▸ **THE TASK**: Wherever the string "TARGET" occurs in a line of these records, report that line.

▸ **STUDY MATERIAL**:
============================================================

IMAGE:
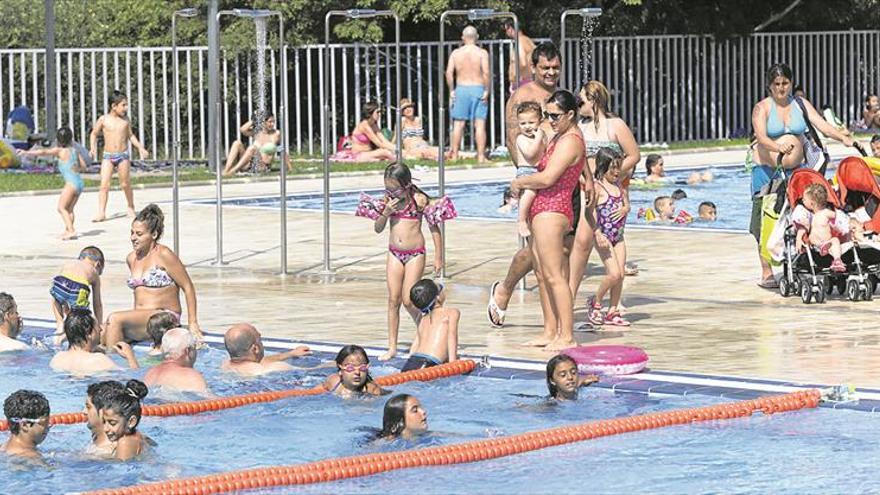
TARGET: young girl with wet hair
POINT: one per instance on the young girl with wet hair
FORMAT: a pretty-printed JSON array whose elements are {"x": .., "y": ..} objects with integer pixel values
[
  {"x": 70, "y": 164},
  {"x": 405, "y": 205},
  {"x": 121, "y": 414},
  {"x": 353, "y": 376},
  {"x": 403, "y": 417},
  {"x": 610, "y": 197},
  {"x": 563, "y": 380}
]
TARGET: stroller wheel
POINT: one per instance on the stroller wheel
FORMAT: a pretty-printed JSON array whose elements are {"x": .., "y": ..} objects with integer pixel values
[
  {"x": 852, "y": 290},
  {"x": 821, "y": 289},
  {"x": 785, "y": 288},
  {"x": 806, "y": 293}
]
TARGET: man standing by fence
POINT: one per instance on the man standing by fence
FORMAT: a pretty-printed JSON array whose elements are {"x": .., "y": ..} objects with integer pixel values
[
  {"x": 468, "y": 78},
  {"x": 526, "y": 45}
]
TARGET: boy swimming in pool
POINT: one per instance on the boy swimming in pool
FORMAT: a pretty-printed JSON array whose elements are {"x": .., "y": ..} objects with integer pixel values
[
  {"x": 70, "y": 289},
  {"x": 27, "y": 413},
  {"x": 436, "y": 339},
  {"x": 266, "y": 139},
  {"x": 707, "y": 211},
  {"x": 117, "y": 132}
]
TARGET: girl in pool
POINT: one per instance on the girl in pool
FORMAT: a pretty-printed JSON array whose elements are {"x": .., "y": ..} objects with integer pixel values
[
  {"x": 96, "y": 396},
  {"x": 354, "y": 375},
  {"x": 121, "y": 414},
  {"x": 609, "y": 237},
  {"x": 69, "y": 166},
  {"x": 404, "y": 417},
  {"x": 157, "y": 277},
  {"x": 405, "y": 204},
  {"x": 563, "y": 380}
]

============================================================

▸ **EXPECTED ANSWER**:
TARGET: young girl with wet hair
TARGET: stroller wheel
TARGET: man standing by fence
TARGET: boy swimming in pool
TARGET: girl in pool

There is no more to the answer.